TASK TO COMPLETE
Find the line that contains "Look at the photo above. For every instance of the cap" and print it and every line after it, exactly, please.
##### ENTRIES SHOWN
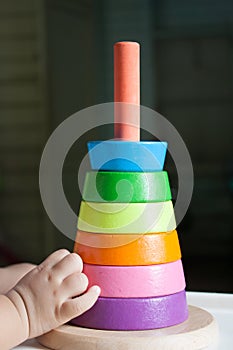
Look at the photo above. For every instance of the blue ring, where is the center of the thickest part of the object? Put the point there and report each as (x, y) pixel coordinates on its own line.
(127, 155)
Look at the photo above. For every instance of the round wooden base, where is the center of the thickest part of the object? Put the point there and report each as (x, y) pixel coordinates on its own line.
(197, 332)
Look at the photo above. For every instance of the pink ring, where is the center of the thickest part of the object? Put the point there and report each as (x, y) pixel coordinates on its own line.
(137, 281)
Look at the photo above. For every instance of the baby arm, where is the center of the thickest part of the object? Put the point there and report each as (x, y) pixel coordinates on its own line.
(11, 275)
(45, 298)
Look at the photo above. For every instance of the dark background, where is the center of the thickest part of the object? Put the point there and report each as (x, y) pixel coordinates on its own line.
(56, 57)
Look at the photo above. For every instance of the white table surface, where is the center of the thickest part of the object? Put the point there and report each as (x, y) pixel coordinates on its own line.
(220, 305)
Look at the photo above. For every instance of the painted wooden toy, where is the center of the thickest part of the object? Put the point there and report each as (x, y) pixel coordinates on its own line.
(128, 241)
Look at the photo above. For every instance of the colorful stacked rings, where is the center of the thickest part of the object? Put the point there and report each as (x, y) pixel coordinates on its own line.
(128, 241)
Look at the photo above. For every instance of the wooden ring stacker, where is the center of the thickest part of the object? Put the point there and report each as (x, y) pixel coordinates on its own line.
(135, 313)
(136, 281)
(198, 332)
(136, 187)
(126, 217)
(128, 250)
(127, 155)
(200, 329)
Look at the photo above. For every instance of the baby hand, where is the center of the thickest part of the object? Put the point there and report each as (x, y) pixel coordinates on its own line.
(53, 293)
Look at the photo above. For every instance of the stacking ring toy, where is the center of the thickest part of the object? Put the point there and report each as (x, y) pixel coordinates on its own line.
(136, 281)
(135, 313)
(126, 217)
(127, 155)
(137, 187)
(128, 250)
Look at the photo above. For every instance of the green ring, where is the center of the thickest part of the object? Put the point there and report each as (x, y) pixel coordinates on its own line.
(135, 187)
(128, 218)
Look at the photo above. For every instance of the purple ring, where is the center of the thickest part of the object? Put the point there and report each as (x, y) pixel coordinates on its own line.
(135, 313)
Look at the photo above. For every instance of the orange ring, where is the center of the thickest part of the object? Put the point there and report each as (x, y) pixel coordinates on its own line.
(128, 250)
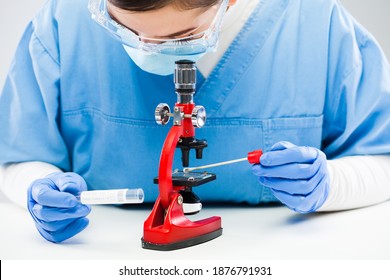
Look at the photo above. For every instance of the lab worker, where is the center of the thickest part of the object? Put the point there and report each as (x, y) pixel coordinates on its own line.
(302, 80)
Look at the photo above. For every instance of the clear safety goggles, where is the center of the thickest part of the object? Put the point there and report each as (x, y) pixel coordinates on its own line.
(201, 42)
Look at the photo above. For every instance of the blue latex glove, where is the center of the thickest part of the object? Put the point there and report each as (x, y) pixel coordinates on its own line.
(297, 176)
(52, 202)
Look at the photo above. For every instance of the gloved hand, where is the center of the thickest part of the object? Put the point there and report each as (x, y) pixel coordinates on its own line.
(52, 203)
(297, 175)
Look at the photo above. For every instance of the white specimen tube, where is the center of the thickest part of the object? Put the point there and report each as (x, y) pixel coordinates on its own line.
(119, 196)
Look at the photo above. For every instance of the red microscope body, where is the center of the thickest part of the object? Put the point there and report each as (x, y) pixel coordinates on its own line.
(167, 227)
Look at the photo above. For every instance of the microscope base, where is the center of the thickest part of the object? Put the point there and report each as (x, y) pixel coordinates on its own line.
(169, 229)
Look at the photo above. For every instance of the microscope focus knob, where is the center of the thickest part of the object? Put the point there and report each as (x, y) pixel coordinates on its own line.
(161, 114)
(198, 116)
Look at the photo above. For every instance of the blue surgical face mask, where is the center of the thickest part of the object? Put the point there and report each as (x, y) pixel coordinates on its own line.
(157, 63)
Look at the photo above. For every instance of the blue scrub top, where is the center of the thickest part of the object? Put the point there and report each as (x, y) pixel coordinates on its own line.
(301, 71)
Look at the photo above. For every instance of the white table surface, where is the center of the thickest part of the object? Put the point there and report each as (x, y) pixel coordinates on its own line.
(272, 233)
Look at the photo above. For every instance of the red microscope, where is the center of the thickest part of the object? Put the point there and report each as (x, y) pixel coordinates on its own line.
(167, 227)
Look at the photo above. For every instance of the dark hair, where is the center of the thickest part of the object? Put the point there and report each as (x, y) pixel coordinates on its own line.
(149, 5)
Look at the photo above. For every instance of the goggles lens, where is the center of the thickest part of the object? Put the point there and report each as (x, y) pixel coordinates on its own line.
(202, 42)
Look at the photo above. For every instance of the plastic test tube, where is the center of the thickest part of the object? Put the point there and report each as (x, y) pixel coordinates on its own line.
(118, 196)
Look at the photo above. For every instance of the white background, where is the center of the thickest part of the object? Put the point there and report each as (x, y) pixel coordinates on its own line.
(15, 15)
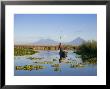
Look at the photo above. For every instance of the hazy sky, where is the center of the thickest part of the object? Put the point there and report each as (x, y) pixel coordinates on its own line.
(33, 27)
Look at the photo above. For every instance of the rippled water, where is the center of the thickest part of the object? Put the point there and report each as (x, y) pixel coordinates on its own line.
(65, 68)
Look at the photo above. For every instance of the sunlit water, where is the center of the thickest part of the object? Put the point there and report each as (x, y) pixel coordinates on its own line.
(64, 68)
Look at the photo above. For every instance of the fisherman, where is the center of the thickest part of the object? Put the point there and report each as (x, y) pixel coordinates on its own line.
(62, 53)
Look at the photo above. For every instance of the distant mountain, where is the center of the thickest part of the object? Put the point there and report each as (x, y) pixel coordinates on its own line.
(77, 41)
(46, 42)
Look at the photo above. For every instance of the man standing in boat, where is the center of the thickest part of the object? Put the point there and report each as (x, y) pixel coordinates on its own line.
(62, 53)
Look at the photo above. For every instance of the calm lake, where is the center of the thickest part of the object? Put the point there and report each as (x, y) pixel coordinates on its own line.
(48, 59)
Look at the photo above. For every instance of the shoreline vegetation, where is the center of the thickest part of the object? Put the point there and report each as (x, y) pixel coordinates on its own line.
(23, 51)
(87, 51)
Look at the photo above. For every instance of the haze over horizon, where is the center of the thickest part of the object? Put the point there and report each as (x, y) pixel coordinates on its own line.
(30, 28)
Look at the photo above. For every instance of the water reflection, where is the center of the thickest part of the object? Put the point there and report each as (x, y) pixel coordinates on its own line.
(48, 63)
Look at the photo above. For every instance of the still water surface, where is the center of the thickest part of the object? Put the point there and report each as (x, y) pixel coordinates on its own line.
(64, 69)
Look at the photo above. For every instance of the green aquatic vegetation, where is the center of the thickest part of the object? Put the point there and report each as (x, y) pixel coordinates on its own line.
(57, 69)
(30, 67)
(54, 59)
(34, 58)
(88, 51)
(55, 65)
(77, 66)
(45, 62)
(23, 51)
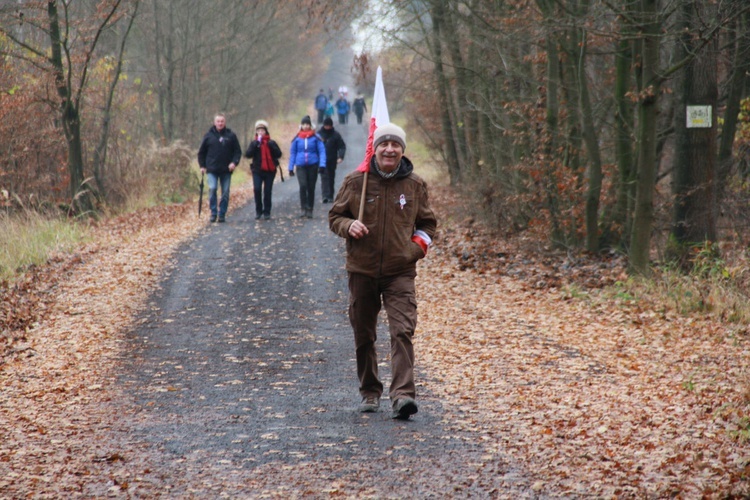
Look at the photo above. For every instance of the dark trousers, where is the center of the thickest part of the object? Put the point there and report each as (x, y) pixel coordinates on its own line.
(327, 179)
(262, 188)
(399, 298)
(307, 176)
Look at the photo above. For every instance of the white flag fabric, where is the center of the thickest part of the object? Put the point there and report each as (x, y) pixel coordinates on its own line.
(378, 117)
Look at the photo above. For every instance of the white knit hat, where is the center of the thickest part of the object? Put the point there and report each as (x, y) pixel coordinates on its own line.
(389, 132)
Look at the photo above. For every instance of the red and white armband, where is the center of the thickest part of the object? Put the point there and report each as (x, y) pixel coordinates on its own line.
(422, 239)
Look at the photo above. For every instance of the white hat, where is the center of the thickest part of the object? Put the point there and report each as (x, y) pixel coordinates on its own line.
(389, 132)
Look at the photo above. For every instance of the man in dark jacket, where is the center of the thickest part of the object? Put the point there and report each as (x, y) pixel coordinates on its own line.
(218, 156)
(382, 249)
(335, 151)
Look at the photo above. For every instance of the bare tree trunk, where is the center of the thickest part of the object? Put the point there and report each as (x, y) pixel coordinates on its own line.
(738, 80)
(71, 119)
(452, 42)
(624, 134)
(643, 219)
(100, 152)
(694, 182)
(590, 137)
(454, 168)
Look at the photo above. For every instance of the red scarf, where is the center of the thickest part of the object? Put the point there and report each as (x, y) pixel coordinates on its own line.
(266, 161)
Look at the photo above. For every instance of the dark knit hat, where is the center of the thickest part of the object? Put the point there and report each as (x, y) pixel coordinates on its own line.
(389, 132)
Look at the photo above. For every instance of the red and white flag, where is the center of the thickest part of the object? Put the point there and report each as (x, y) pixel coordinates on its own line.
(379, 117)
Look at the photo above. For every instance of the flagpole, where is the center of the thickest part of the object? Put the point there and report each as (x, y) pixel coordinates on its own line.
(379, 117)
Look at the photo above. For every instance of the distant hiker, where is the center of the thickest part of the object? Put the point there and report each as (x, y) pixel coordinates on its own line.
(360, 106)
(306, 159)
(218, 155)
(382, 250)
(335, 151)
(264, 156)
(342, 109)
(321, 103)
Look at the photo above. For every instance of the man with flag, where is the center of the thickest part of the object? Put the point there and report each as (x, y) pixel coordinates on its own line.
(382, 210)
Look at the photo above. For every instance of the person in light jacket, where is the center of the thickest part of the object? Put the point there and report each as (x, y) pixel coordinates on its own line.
(382, 249)
(307, 158)
(218, 155)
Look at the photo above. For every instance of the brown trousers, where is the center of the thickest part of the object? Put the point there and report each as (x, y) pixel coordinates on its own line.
(399, 298)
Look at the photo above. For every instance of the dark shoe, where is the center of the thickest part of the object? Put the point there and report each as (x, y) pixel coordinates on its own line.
(369, 404)
(403, 408)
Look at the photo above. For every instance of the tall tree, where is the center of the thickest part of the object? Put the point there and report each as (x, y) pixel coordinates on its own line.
(649, 22)
(694, 182)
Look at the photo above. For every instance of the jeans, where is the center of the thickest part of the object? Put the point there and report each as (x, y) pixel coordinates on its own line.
(225, 180)
(307, 176)
(327, 178)
(262, 187)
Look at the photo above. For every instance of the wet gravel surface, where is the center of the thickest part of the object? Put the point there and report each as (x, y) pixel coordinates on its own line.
(243, 379)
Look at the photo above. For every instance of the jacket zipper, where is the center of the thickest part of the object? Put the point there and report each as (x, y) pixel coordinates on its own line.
(384, 211)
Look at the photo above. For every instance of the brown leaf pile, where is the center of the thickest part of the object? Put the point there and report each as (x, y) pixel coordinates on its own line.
(592, 396)
(589, 396)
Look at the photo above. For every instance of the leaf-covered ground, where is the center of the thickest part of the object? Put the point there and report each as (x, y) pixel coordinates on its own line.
(596, 395)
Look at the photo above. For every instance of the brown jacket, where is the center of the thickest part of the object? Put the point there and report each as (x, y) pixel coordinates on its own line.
(387, 250)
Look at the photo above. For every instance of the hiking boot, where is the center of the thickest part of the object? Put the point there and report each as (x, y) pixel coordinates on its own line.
(403, 408)
(369, 404)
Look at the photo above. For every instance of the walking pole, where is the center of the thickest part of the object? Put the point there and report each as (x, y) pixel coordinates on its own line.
(200, 197)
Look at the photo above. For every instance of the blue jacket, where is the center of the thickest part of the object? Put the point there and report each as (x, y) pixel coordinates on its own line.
(342, 106)
(307, 152)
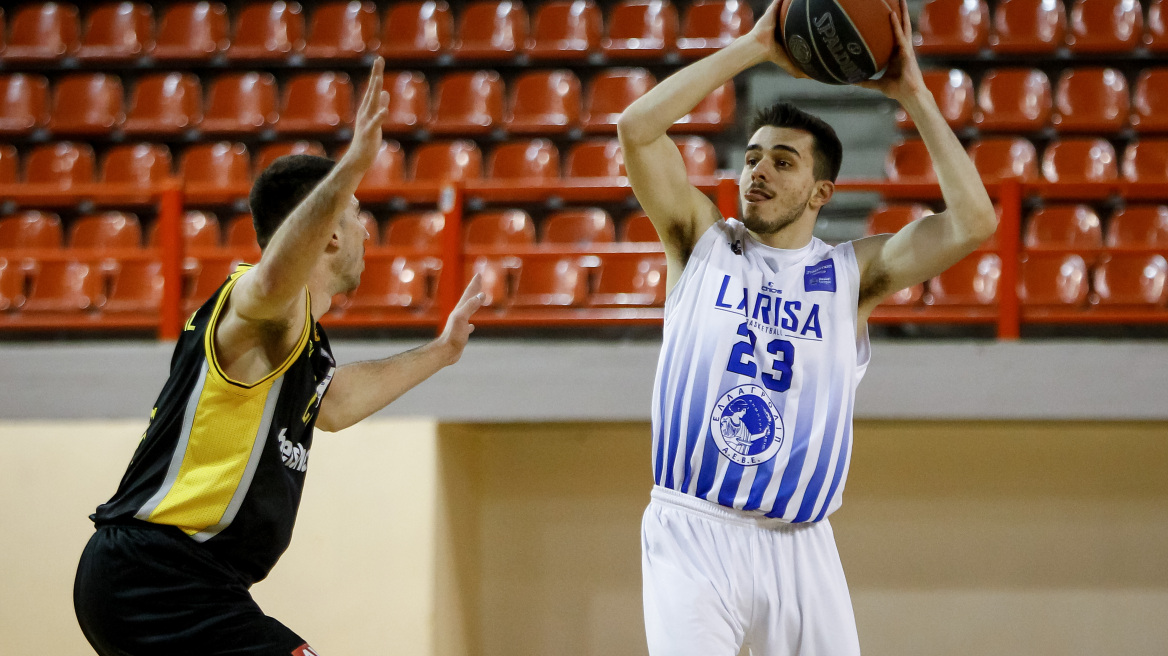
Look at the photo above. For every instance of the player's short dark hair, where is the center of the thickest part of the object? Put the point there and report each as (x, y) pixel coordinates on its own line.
(828, 149)
(280, 188)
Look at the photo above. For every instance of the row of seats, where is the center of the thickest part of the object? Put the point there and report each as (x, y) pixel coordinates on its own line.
(963, 28)
(467, 103)
(1023, 99)
(348, 30)
(1075, 160)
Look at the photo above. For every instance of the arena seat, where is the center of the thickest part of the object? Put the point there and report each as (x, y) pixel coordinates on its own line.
(1028, 27)
(416, 30)
(640, 29)
(711, 25)
(240, 103)
(165, 104)
(342, 32)
(87, 105)
(23, 103)
(544, 103)
(315, 103)
(610, 92)
(468, 103)
(117, 33)
(1013, 100)
(565, 30)
(266, 32)
(1105, 27)
(952, 27)
(491, 30)
(1091, 100)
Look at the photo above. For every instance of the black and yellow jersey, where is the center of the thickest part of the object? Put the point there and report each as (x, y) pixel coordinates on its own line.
(222, 461)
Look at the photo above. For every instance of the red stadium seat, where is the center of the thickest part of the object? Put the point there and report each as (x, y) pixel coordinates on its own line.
(544, 103)
(446, 161)
(23, 103)
(1105, 27)
(190, 32)
(1092, 100)
(1005, 158)
(610, 92)
(165, 104)
(627, 281)
(266, 32)
(953, 91)
(315, 103)
(1014, 100)
(1028, 27)
(640, 29)
(117, 32)
(241, 103)
(42, 33)
(581, 227)
(1079, 160)
(952, 27)
(416, 30)
(565, 30)
(491, 30)
(525, 160)
(342, 32)
(711, 25)
(87, 104)
(1147, 161)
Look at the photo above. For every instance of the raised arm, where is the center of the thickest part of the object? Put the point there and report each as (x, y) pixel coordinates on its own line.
(925, 248)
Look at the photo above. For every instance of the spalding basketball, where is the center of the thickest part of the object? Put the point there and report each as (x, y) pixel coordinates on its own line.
(838, 41)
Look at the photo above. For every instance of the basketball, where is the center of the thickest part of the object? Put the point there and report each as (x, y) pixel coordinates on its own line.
(836, 41)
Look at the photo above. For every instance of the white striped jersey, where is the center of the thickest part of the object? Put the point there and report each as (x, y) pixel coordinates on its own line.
(757, 375)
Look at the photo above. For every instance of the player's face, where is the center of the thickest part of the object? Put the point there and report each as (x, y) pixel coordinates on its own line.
(777, 179)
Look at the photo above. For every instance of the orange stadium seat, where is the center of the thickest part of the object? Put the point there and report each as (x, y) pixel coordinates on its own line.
(953, 91)
(1105, 26)
(23, 103)
(190, 32)
(315, 103)
(1028, 27)
(610, 92)
(491, 30)
(446, 161)
(1079, 160)
(87, 104)
(544, 103)
(42, 33)
(117, 32)
(1002, 158)
(342, 32)
(952, 27)
(1091, 99)
(416, 30)
(1014, 100)
(537, 159)
(240, 103)
(167, 103)
(565, 30)
(713, 25)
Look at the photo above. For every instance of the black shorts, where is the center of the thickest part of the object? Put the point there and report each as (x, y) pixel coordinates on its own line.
(145, 591)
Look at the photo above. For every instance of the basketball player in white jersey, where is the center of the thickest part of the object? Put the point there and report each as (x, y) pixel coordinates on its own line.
(765, 341)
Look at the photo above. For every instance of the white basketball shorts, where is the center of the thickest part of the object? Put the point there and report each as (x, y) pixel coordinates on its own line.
(717, 579)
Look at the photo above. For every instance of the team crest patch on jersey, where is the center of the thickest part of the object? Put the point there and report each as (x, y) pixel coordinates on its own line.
(746, 426)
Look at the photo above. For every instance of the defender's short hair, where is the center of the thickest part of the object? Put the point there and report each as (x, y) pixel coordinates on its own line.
(280, 188)
(828, 149)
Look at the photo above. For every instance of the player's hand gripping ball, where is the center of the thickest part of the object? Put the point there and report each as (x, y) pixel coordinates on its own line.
(838, 41)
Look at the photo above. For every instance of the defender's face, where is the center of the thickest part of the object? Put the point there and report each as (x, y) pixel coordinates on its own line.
(777, 179)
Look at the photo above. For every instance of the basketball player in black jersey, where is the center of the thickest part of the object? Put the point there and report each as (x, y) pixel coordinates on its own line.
(208, 502)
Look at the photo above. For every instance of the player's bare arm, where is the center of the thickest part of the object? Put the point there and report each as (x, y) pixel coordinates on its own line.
(925, 248)
(363, 388)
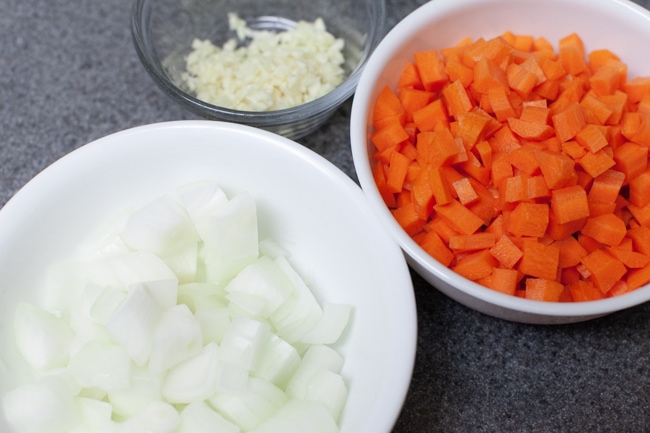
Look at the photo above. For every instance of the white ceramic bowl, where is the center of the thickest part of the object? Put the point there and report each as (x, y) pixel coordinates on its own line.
(304, 202)
(619, 25)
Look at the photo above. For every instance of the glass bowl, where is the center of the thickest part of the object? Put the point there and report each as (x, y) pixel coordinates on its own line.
(163, 31)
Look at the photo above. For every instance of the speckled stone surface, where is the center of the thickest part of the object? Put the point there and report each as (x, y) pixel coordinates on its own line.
(69, 75)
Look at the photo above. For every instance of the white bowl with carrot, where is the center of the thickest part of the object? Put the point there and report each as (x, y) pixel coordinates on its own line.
(504, 144)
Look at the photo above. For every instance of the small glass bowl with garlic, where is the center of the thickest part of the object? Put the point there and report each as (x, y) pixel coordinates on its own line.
(283, 66)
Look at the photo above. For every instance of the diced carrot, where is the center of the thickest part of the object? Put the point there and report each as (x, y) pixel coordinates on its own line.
(597, 163)
(422, 194)
(638, 277)
(459, 217)
(410, 77)
(530, 130)
(606, 187)
(637, 88)
(504, 140)
(407, 217)
(500, 104)
(539, 260)
(631, 259)
(397, 170)
(605, 270)
(641, 214)
(432, 244)
(477, 265)
(432, 69)
(558, 169)
(617, 103)
(473, 242)
(528, 219)
(631, 159)
(592, 137)
(594, 110)
(506, 252)
(599, 58)
(390, 135)
(569, 121)
(458, 71)
(607, 229)
(457, 99)
(582, 291)
(571, 252)
(431, 117)
(520, 79)
(606, 79)
(640, 189)
(539, 289)
(522, 169)
(439, 186)
(387, 109)
(572, 54)
(472, 126)
(504, 280)
(619, 288)
(488, 75)
(569, 204)
(465, 191)
(413, 100)
(536, 188)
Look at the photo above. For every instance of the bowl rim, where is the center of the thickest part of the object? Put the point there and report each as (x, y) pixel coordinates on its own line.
(323, 104)
(396, 382)
(402, 32)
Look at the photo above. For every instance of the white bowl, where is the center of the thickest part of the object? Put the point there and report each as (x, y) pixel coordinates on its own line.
(619, 25)
(304, 202)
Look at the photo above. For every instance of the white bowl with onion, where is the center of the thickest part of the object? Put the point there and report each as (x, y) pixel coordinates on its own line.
(110, 202)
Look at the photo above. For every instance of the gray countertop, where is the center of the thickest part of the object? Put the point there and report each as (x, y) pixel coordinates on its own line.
(69, 75)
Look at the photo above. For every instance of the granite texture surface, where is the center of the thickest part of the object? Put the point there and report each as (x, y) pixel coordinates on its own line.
(69, 75)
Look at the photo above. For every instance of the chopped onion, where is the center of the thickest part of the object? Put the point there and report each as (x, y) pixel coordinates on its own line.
(194, 379)
(104, 365)
(230, 241)
(42, 338)
(198, 417)
(189, 324)
(95, 414)
(177, 337)
(144, 388)
(299, 416)
(161, 227)
(45, 406)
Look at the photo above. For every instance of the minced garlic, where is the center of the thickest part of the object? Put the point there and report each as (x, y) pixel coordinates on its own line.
(272, 72)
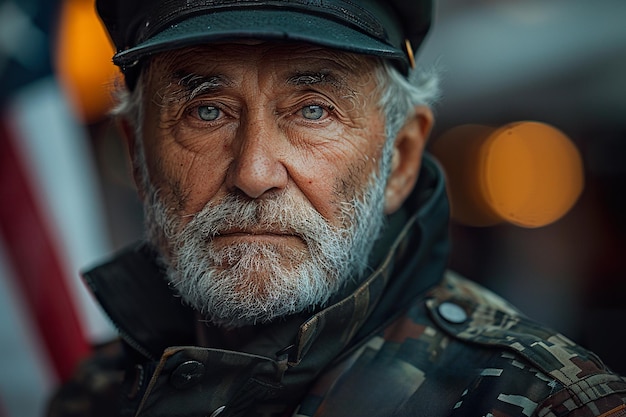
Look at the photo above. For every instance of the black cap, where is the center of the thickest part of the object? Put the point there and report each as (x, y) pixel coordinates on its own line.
(391, 29)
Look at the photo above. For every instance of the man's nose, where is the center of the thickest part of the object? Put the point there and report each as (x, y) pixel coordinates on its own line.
(258, 166)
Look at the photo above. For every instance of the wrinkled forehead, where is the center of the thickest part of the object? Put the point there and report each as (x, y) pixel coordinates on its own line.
(278, 59)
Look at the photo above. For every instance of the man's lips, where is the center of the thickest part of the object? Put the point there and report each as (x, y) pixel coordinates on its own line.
(258, 234)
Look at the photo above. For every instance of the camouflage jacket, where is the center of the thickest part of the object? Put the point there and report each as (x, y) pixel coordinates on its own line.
(410, 340)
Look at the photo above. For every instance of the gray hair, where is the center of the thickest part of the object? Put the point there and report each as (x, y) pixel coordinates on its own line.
(398, 96)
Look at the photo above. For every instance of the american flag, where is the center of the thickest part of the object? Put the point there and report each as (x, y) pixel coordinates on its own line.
(51, 217)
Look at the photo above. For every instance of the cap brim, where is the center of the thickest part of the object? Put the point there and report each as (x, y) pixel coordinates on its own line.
(279, 25)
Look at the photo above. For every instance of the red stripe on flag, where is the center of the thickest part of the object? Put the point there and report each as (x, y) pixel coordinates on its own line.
(39, 271)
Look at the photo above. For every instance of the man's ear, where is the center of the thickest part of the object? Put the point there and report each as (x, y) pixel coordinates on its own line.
(128, 133)
(407, 157)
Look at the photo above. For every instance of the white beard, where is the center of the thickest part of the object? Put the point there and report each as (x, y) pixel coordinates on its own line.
(256, 282)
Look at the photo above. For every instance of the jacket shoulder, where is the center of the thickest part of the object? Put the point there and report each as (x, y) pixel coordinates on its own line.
(473, 314)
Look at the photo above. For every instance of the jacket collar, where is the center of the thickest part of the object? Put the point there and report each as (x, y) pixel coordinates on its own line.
(148, 315)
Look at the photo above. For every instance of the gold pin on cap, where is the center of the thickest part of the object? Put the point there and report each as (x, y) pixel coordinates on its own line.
(409, 52)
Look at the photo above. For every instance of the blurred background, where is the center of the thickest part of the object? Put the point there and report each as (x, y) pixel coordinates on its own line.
(67, 200)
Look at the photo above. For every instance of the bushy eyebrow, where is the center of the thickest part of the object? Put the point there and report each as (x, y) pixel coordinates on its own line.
(307, 78)
(185, 86)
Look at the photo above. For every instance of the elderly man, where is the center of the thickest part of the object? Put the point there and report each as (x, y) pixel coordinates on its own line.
(297, 233)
##########
RESULT
Look at the photo above. For every instance of the cap brim, where is the center of the thickest part of the object? Put the point there and report each as (x, y) pixel coordinates on its own line.
(279, 25)
Look at the photo above. For every instance of the red stripe on flag, where is the center of the thickest part of the object? Put the point there and report each as (x, y) pixel coordinates on its own line.
(39, 271)
Look at the photo above. For every instance of the man's ear, where is the center of the thickest part of the object? Put the point there and report each as (x, y) pixel coordinates on its own line.
(128, 133)
(407, 157)
Look at the photo above. For every instance of the white beard, where is the center of the thickest part of the object? Put the point there and report each as (x, y) pixel coordinates on its own line.
(256, 282)
Look at the photo above. For every instance of the jacket shoulder, where is the center of the thickest part of the object? Put the point there and report each as (x, y) pixel coordinates on its own line.
(473, 314)
Look at the photo above. For every instance of the jacket collar, where is the center of the thickest part of the object? Put the point there and report each as (x, y) pixel coordinates on its own line.
(148, 315)
Look at the photo above. For every instance of the gold pin on cap, where is the center of the thickest part of the object? Put the point there and report each as (x, y) pixel coordinates on its own line.
(409, 52)
Look at the photo above. For every instance of the blurred background, where is the center of the thickest part of the object? Put the point there and report each as (x, y) pixel coordinates on its own line.
(67, 200)
Look at the photo above. For every instance of the bushy eyebrow, where is the center of the thickest part of the object? Put the point there and report each as (x, y) pixel coordinates on its own line.
(307, 78)
(185, 86)
Look at the photo above. For every instance of the elderly man, where is the center of the thickest part of the object? Put the point there and report each as (x, y) pixel coordinates on its own line.
(297, 233)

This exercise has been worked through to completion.